# Written task
Give back the material below word for word, with every line unchanged.

[Rows of box annotation data]

* Begin *

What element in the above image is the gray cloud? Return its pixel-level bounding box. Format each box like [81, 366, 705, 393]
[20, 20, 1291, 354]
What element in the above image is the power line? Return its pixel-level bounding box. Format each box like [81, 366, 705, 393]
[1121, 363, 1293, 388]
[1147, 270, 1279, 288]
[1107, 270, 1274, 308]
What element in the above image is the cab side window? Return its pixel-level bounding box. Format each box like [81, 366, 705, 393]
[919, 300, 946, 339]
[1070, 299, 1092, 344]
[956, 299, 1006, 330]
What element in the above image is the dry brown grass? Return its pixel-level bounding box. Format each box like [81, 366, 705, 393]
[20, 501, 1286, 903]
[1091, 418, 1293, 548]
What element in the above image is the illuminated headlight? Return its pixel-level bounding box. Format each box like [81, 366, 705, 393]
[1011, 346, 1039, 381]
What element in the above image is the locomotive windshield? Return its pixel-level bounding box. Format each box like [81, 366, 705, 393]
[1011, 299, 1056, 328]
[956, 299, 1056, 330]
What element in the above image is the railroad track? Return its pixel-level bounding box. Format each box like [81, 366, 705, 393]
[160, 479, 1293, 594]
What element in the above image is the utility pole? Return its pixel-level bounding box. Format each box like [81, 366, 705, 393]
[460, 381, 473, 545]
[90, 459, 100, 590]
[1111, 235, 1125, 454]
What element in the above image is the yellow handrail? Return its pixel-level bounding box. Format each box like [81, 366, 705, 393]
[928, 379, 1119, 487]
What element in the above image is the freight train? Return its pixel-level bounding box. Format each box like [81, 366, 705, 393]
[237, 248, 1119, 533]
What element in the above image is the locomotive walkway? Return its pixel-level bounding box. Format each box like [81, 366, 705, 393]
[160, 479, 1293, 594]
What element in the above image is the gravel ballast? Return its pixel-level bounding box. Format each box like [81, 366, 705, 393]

* End *

# Result of this exercise
What element in the above image is the gray cloud? Return its pixel-level bounding box. Format each box like [81, 366, 705, 393]
[20, 20, 1291, 354]
What element in the above image is the power line? Return its pixel-level bounding box. Format each box like [81, 366, 705, 393]
[1121, 363, 1293, 388]
[1147, 270, 1279, 288]
[1107, 270, 1274, 308]
What element in the above image is the cab side window? Return its pixel-level bounding box. Format each box like [81, 366, 705, 393]
[919, 300, 946, 339]
[1070, 299, 1092, 344]
[956, 299, 1006, 330]
What element in the above image is the dry brown grass? Return its pixel-level bounding box. Format each box like [81, 366, 705, 393]
[20, 501, 1286, 903]
[1091, 418, 1293, 548]
What element in the above image is the illuminated headlight? Return its pixel-level bounding box. Format each box like [81, 366, 705, 393]
[1011, 346, 1039, 381]
What element in the above image is the locomotive windshield? Return its pixel-level bounding box. Format each box like [81, 366, 705, 393]
[1011, 299, 1056, 328]
[956, 299, 1056, 330]
What element in the above image is the railroad track? Return its pixel-level bounding box. Format each box like [81, 366, 705, 393]
[160, 479, 1293, 594]
What element in the above image is the utility pole? Return its pixel-level bounding box. Format each box like [81, 366, 705, 393]
[460, 381, 473, 545]
[90, 459, 100, 590]
[1111, 235, 1125, 454]
What element in the above image is the yellow handrail? Return its pixel-level bounding box. Format each box like [81, 366, 705, 393]
[928, 379, 1119, 487]
What element in the above image is the freight train? Return its pixel-level bounding box. Format each box like [81, 366, 705, 393]
[237, 248, 1119, 533]
What element in the above image is the locomotive walkway? Return its pixel-level bounding box. Format each box like [81, 366, 705, 393]
[160, 479, 1293, 594]
What element in the above image is the gravel ballast? Return its pixel-level bounding box. Format each box like [81, 366, 705, 393]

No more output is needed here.